TEXT PASSAGE —
After three decades, the movie is still a fun look at big-time auto racing. However, many of the details in and around the actual racing have not aged well.
From some eyebrow-raising casting choices, to the lack of safety equipment, and an early look at Cruise’s yet-to-be-perfected running style, the world has changed a lot since 1990. Below we take a look at the details that will make fans of NASCAR and the movie feel old.
Look at those shorts! And those headphones!
This movie is so old, The King, Richard Petty, was not yet retired from stock car racing and is shown several times in racing scenes.
Randy Quaid was still landing dramatic roles as a serious actor in major films.
Pepsi stopped using that logo more than 25 years ago.
The film zoomed-in on several Confederate Flags, including a “The South Will Rise Again” flag. These were all seen in the first 90 seconds. No matter what your opinion is on the flag, we can all agree that this would not happen in a blockbuster film in 2019.
Fred Thompson, who plays the head of NASCAR, was seen smoking in a nice restaurant.
Tom Cruise and Nicole Kidman still liked each other. They would get married a year after this movie was filmed.
ESPN still covered NASCAR. There was even a Dr. Jerry Punch sighting, the long-time NASCAR pit reporter.
Sixteen years before John C. Reilly would star in another NASCAR movie, “Talladega Nights,” he was a member of Cole Trickle’s crew in “Days of Thunder.” It was the original “Shake and Bake.”
While Chevy is still a major player in NASCAR, it has been a while since the Lumina was a star in their lineup.
Same for the Ford Thunderbird.
And any Buicks.
There were also some major sponsors you wouldn’t see anymore at sporting events, including Skoal and Kodak Film.
A young Rusty Wallace made a cameo. In 1990, he was the reigning NASCAR champion.
It is strange to see pit crew members not wearing helmets or fire suits.
The drivers wore open-faced helmets without any safety devices, such as the HANS head restraint device which wouldn’t become mandatory in NASCAR for another 12 years.
Dirty faces were the norm.
The walls were just concrete. It would be years before NASCAR would start using safety walls made with foam.

INFORMATION PROVIDED —
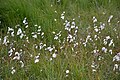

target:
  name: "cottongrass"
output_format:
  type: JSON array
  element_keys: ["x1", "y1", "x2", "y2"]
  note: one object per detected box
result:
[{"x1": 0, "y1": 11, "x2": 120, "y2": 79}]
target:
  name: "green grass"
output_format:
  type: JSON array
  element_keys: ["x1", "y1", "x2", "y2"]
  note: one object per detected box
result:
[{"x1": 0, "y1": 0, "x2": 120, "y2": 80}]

--

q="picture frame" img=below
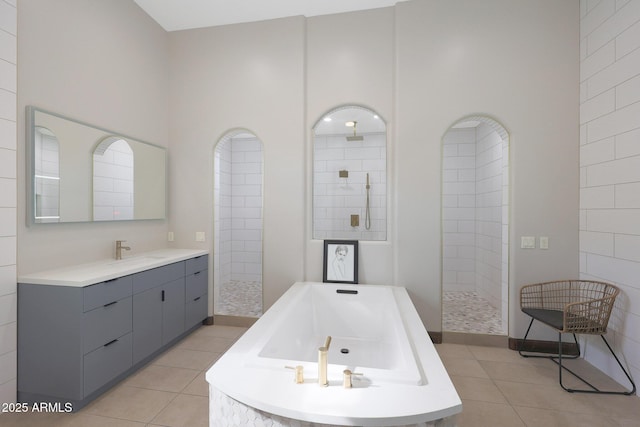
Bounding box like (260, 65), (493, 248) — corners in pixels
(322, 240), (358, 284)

INSTRUCTION —
Repeat the passage about the movie "Days of Thunder" word for word, starting with "There were also" and going on through "another 12 years.". The material isn't needed for this.

EXPECTED OUTPUT —
There were also some major sponsors you wouldn’t see anymore at sporting events, including Skoal and Kodak Film.
A young Rusty Wallace made a cameo. In 1990, he was the reigning NASCAR champion.
It is strange to see pit crew members not wearing helmets or fire suits.
The drivers wore open-faced helmets without any safety devices, such as the HANS head restraint device which wouldn’t become mandatory in NASCAR for another 12 years.